> **Exercise description**
Could you restate every entry word for word, minus the pictures?

───

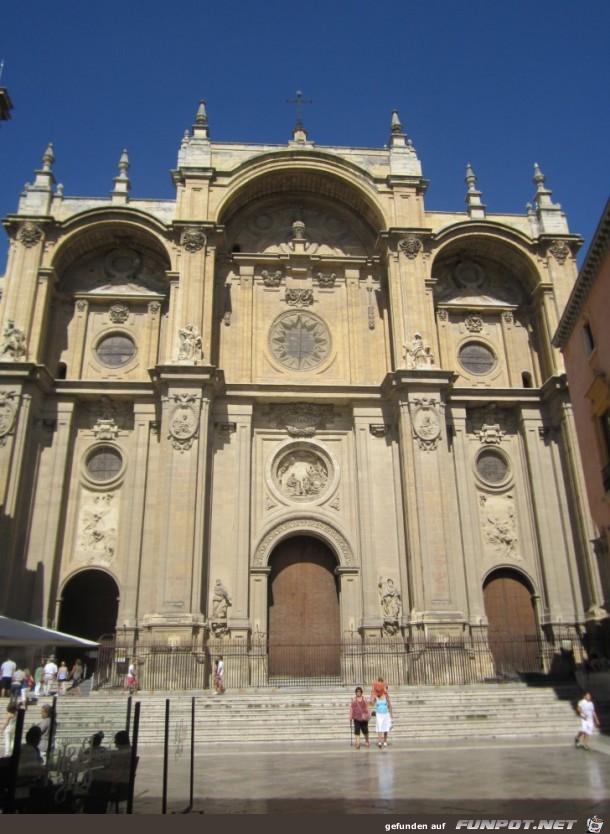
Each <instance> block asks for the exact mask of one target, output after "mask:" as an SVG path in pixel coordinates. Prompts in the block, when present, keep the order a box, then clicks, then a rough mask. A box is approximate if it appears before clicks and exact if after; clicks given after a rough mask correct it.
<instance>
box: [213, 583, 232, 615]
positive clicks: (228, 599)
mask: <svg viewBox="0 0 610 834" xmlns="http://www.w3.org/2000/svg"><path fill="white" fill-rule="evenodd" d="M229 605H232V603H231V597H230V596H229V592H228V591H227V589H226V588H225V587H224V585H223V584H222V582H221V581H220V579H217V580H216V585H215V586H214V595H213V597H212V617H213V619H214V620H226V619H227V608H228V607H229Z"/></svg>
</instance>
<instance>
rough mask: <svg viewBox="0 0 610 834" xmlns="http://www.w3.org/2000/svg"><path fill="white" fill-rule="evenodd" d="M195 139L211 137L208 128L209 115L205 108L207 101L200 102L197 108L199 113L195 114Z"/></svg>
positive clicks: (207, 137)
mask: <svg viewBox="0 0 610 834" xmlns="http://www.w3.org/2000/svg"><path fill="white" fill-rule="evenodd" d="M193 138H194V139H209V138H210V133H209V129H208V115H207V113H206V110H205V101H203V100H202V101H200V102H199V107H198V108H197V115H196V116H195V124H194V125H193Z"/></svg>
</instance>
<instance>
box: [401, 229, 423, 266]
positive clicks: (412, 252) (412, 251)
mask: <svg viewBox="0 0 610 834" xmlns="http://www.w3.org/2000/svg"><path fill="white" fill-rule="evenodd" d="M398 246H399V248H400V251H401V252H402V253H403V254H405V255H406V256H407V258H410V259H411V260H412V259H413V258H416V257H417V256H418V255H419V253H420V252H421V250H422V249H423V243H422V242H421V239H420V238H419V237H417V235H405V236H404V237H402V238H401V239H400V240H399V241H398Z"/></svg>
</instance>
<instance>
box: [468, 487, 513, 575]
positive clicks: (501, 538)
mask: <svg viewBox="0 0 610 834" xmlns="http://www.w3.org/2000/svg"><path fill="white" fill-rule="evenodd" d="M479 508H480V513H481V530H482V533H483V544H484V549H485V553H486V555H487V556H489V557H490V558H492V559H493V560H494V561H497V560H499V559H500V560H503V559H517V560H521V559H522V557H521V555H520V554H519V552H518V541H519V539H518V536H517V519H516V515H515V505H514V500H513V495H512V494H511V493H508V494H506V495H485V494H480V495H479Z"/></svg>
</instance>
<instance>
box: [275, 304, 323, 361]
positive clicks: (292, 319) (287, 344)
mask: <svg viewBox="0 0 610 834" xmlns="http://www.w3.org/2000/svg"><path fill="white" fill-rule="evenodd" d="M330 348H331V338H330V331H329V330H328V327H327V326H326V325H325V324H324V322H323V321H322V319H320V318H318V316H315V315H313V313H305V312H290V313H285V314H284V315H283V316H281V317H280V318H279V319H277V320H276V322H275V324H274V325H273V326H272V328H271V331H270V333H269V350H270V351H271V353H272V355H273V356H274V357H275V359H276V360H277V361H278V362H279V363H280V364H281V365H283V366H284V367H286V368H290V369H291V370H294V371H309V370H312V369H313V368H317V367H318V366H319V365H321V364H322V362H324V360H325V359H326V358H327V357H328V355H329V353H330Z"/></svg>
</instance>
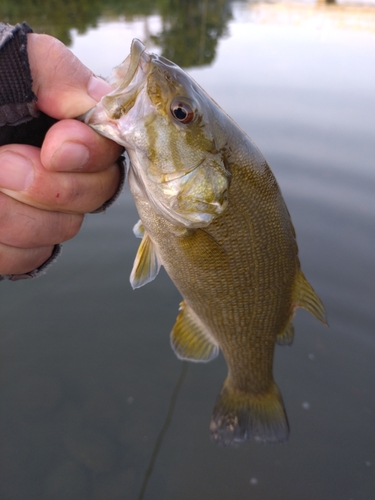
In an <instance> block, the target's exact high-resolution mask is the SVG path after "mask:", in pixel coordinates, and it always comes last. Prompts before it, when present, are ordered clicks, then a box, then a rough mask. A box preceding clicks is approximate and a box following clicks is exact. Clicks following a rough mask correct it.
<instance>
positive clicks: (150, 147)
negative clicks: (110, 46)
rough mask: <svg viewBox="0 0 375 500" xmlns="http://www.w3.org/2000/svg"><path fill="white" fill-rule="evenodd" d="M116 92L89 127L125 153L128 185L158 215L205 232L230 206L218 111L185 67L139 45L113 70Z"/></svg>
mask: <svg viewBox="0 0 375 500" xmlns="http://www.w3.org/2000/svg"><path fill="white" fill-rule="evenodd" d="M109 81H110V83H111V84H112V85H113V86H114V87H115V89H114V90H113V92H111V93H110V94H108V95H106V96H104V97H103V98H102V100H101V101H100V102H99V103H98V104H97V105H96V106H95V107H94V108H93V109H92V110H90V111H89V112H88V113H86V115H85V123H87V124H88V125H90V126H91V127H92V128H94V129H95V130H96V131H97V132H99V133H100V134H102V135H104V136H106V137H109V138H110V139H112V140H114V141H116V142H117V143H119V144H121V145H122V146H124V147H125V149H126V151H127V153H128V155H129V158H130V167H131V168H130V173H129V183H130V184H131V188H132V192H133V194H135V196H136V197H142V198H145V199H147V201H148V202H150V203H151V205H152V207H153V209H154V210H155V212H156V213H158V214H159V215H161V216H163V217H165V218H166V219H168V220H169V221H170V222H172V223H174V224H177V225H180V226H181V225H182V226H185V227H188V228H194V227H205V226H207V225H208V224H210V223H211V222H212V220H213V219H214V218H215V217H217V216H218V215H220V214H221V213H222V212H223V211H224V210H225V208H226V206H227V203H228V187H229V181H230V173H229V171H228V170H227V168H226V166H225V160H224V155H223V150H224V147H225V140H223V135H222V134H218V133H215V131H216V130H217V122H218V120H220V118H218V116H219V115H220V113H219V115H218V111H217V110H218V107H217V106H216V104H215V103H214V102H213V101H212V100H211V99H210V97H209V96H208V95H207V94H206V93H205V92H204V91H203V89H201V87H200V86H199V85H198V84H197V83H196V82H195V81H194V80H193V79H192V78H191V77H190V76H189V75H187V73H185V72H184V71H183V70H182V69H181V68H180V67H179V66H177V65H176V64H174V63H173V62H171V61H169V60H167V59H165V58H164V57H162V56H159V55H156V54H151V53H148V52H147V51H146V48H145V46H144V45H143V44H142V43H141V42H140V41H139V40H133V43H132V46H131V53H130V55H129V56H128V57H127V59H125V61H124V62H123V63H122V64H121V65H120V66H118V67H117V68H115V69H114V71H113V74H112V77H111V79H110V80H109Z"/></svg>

───

> **Result of the task**
Each <instance> block asks for the exact mask of one target, output after "mask:" as an SVG path in pixel coordinates. Prompts in the block, when present, keep the order a box, then clicks, then a rough mask. A box is approximate if it appears before clicks and exact if after; clicks given after a rough mask correct it.
<instance>
box: [213, 583, 232, 615]
positive clicks: (228, 599)
mask: <svg viewBox="0 0 610 834" xmlns="http://www.w3.org/2000/svg"><path fill="white" fill-rule="evenodd" d="M229 605H232V603H231V597H230V596H229V592H228V591H227V589H226V588H225V587H224V585H223V584H222V582H221V581H220V579H217V580H216V585H215V586H214V595H213V597H212V617H213V619H214V620H226V619H227V608H228V607H229Z"/></svg>
</instance>
<instance>
rough mask: <svg viewBox="0 0 610 834" xmlns="http://www.w3.org/2000/svg"><path fill="white" fill-rule="evenodd" d="M195 139L211 137L208 128L209 115L205 108L207 101L200 102L197 108L199 113L195 114Z"/></svg>
positive clicks: (207, 137)
mask: <svg viewBox="0 0 610 834" xmlns="http://www.w3.org/2000/svg"><path fill="white" fill-rule="evenodd" d="M193 138H194V139H209V138H210V133H209V129H208V115H207V113H206V110H205V101H203V100H202V101H200V102H199V107H198V108H197V115H196V116H195V124H194V125H193Z"/></svg>
</instance>
<instance>
box: [401, 229, 423, 266]
positive clicks: (412, 252) (412, 251)
mask: <svg viewBox="0 0 610 834" xmlns="http://www.w3.org/2000/svg"><path fill="white" fill-rule="evenodd" d="M398 246H399V248H400V251H401V252H402V253H403V254H405V255H406V256H407V258H410V259H411V260H412V259H413V258H416V257H417V256H418V255H419V253H420V252H421V250H422V249H423V243H422V242H421V239H420V238H419V237H417V235H405V236H404V237H402V238H401V239H400V240H399V241H398Z"/></svg>
</instance>
<instance>
box: [468, 487, 513, 575]
positive clicks: (501, 538)
mask: <svg viewBox="0 0 610 834" xmlns="http://www.w3.org/2000/svg"><path fill="white" fill-rule="evenodd" d="M479 508H480V513H481V530H482V533H483V544H484V549H485V553H486V555H487V556H489V557H490V558H492V559H493V560H494V561H497V560H499V559H500V560H503V559H517V560H521V559H522V557H521V555H520V554H519V552H518V541H519V539H518V536H517V519H516V515H515V505H514V500H513V495H512V494H511V493H508V494H506V495H485V494H480V495H479Z"/></svg>
</instance>
<instance>
box: [275, 304, 323, 361]
positive clicks: (292, 319) (287, 344)
mask: <svg viewBox="0 0 610 834" xmlns="http://www.w3.org/2000/svg"><path fill="white" fill-rule="evenodd" d="M330 348H331V338H330V331H329V330H328V327H327V326H326V325H325V324H324V322H323V321H322V319H320V318H318V316H315V315H313V313H305V312H290V313H285V314H284V315H283V316H281V317H280V318H279V319H277V320H276V322H275V324H274V325H273V326H272V328H271V331H270V333H269V350H270V351H271V353H272V355H273V356H274V357H275V359H276V360H277V361H278V362H279V363H280V364H281V365H283V366H284V367H286V368H290V369H291V370H294V371H309V370H312V369H313V368H317V367H318V366H319V365H321V364H322V362H324V360H325V359H326V358H327V357H328V355H329V353H330Z"/></svg>
</instance>
In an <instance> block, the target's exact high-resolution mask is the SVG path after "mask:", in pixel coordinates, and it always comes last. Prompts before it, when present, are ordered clicks, then a box, then a rough mask. A box preceding clicks is approximate and a box following clicks is exact. Clicks following a rough mask correct it.
<instance>
positive clicks: (150, 147)
negative clicks: (110, 46)
rough mask: <svg viewBox="0 0 375 500" xmlns="http://www.w3.org/2000/svg"><path fill="white" fill-rule="evenodd" d="M116 92L89 127L125 153L128 185L158 215L205 232L230 206L218 111L185 67L139 45L113 70Z"/></svg>
mask: <svg viewBox="0 0 375 500" xmlns="http://www.w3.org/2000/svg"><path fill="white" fill-rule="evenodd" d="M109 81H110V83H111V84H112V85H113V86H114V87H115V89H114V90H113V92H111V93H110V94H108V95H106V96H104V97H103V98H102V100H101V101H100V102H99V103H98V104H97V105H96V106H95V107H94V108H93V109H92V110H90V111H89V112H88V113H86V115H85V123H87V124H88V125H90V126H91V127H92V128H94V129H95V130H96V131H97V132H99V133H100V134H102V135H104V136H106V137H109V138H110V139H112V140H114V141H116V142H117V143H119V144H121V145H122V146H124V147H125V149H126V151H127V153H128V155H129V158H130V167H131V168H130V173H129V183H130V184H131V188H132V192H133V194H135V196H136V197H142V198H145V199H147V201H148V202H150V203H151V205H152V207H153V209H154V210H155V212H156V213H158V214H159V215H161V216H163V217H165V218H166V219H168V220H169V221H170V222H172V223H174V224H177V225H180V226H181V225H182V226H185V227H188V228H194V227H205V226H207V225H208V224H210V223H211V222H212V220H213V219H214V218H215V217H217V216H218V215H220V214H221V213H222V212H223V211H224V210H225V208H226V206H227V203H228V187H229V181H230V173H229V171H228V170H227V168H226V166H225V160H224V155H223V150H224V147H225V140H223V135H222V134H218V133H215V131H216V130H217V122H218V120H220V118H218V116H219V115H220V113H219V115H218V111H217V110H218V107H217V106H216V104H215V103H214V102H213V101H212V100H211V99H210V97H209V96H208V95H207V94H206V93H205V92H204V91H203V89H201V87H200V86H199V85H198V84H197V83H196V82H195V81H194V80H193V79H192V78H191V77H190V76H189V75H187V73H185V72H184V71H183V70H182V69H181V68H180V67H179V66H177V65H176V64H174V63H173V62H171V61H169V60H167V59H165V58H164V57H162V56H159V55H156V54H151V53H148V52H147V51H146V48H145V46H144V45H143V44H142V43H141V42H140V41H139V40H133V43H132V46H131V53H130V55H129V56H128V57H127V59H125V61H124V62H123V63H122V64H121V65H120V66H118V67H117V68H115V69H114V71H113V74H112V77H111V79H110V80H109Z"/></svg>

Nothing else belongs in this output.